==== DATA FOR ANALYSIS
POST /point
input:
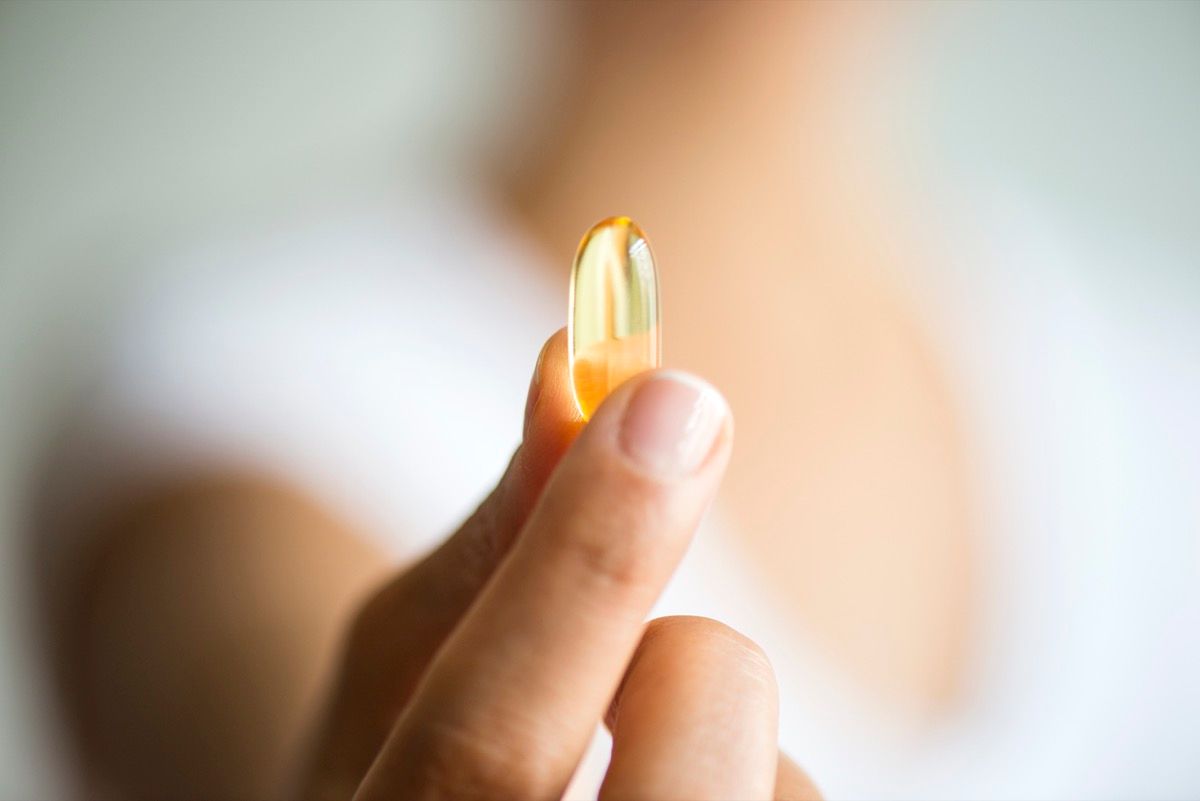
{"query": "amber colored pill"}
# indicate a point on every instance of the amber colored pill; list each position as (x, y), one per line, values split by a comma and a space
(613, 318)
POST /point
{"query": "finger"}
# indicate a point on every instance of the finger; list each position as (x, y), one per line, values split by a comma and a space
(696, 717)
(510, 703)
(792, 783)
(402, 625)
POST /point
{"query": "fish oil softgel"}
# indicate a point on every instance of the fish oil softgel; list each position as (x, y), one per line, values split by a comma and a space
(613, 318)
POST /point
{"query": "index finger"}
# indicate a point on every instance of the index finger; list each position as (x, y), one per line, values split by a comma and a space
(510, 703)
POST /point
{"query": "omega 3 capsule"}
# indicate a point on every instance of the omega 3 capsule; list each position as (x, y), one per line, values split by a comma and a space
(613, 318)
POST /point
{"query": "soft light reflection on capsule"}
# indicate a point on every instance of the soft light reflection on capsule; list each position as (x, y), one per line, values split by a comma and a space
(613, 319)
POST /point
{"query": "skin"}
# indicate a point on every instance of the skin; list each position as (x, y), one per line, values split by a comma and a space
(450, 682)
(778, 236)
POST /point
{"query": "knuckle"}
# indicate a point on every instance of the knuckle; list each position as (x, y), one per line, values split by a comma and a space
(457, 763)
(714, 638)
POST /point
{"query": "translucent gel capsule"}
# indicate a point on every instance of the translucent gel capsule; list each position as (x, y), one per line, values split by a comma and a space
(613, 318)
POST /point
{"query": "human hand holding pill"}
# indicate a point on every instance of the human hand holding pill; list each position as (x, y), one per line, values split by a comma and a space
(483, 670)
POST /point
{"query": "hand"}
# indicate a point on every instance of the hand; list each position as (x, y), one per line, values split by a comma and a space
(483, 670)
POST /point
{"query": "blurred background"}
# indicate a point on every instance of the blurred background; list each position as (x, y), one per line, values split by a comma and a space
(943, 259)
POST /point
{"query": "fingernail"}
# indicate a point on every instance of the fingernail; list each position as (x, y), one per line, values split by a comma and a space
(671, 423)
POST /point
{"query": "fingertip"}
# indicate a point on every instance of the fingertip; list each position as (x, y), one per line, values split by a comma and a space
(666, 422)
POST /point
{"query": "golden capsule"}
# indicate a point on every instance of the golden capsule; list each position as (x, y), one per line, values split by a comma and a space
(613, 318)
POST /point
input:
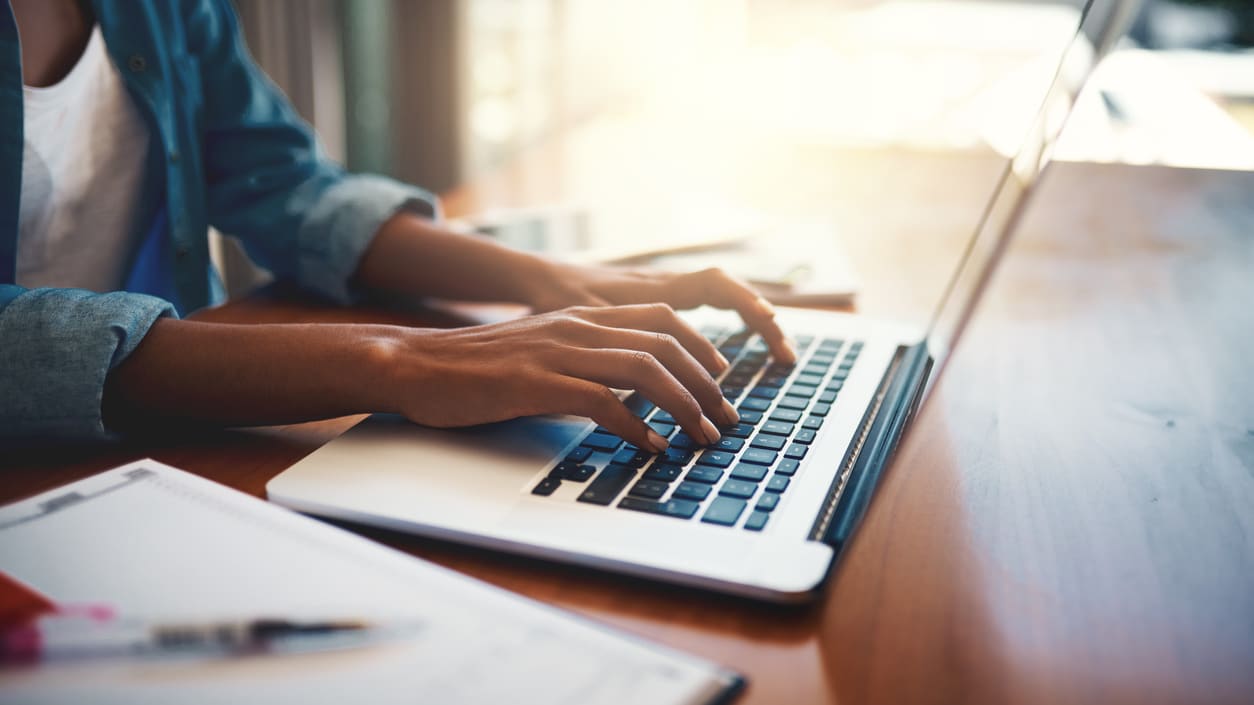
========
WHAT YOU ARE ASKED TO DO: Apart from the pictures, every line of the data above should be given again exactly.

RESULT BELOW:
POST /point
input:
{"query": "amber colored pill"}
# indicate a point on every instance of the amber colored pill; list each position as (x, y), one per line, values split by a comma and a space
(613, 318)
POST /point
{"query": "finger"}
# indicate a point on every instance of the finger; list each position as (x, y), one per line, values split by a comma and a space
(696, 717)
(510, 703)
(792, 783)
(402, 625)
POST /point
{"query": "fish oil softgel"}
# indicate a point on every instance of the fish oil softgel; list each position as (x, y), one per line, values split by a comma and a space
(613, 318)
POST /point
{"query": "index finger"}
# indicate a point on every instance of the index finger; list each position as (x, y), one per line, values split by a comma and a space
(510, 703)
POST /point
{"query": "omega 3 capsule"}
# indicate a point on every instance of the omega 3 capsule; list each position as (x, y), one per line, values split by a comma and a space
(613, 318)
POST /point
{"query": "soft light reflection on capsule"}
# indicate a point on every instance of the soft light reflection on capsule; list each position as (x, y), one per line, values split by a comma and a space
(613, 319)
POST /point
{"query": "skin"}
# indicate a point on every instance of the skin; list each position as (x, y), one per line, values split by a comma and a space
(450, 682)
(778, 236)
POST /point
{"query": "knuckle"}
# indicate a point on every instance of the knuckle; list each position as (x, y), one per line, values split by a comma and a space
(457, 763)
(714, 638)
POST /point
{"query": "translucent gel capsule"}
# indicate a point on every instance of the translucent gel capsule; list each position as (x, y), one per line, values split by a comma and a space
(613, 318)
POST /point
{"query": "human hand holding pill"}
# indicate a point on every instance of the human hand holding pill; list each position as (x, y), one per line, values split by a comma and a space
(483, 670)
POST /point
{"query": "hand"}
# indicate a point on every instance of the hand; list each position as (x, y), one per line, values split by a comma and a space
(483, 670)
POST /point
{"query": "blurred background"}
# indicate a point on every instance of the blurred background; list each position as (x, y), one per line, values split by a comma and a space
(943, 259)
POST /point
{"query": "fingernail"}
# indicate a point on every instance of the fingernail; list each position as (x, y), one per line, values split by a comma and a space
(671, 423)
POST /point
{"query": "fingertip"}
# indicate a point on every instance of the fingertip; list each position as (x, y), one per line, values split by a comma and a space
(666, 422)
POST /point
{"query": "golden capsule"}
# indicate a point on every instance of the golden capsule; list each position as (x, y), one per line, values split by a comma and a space
(613, 318)
POST /point
input:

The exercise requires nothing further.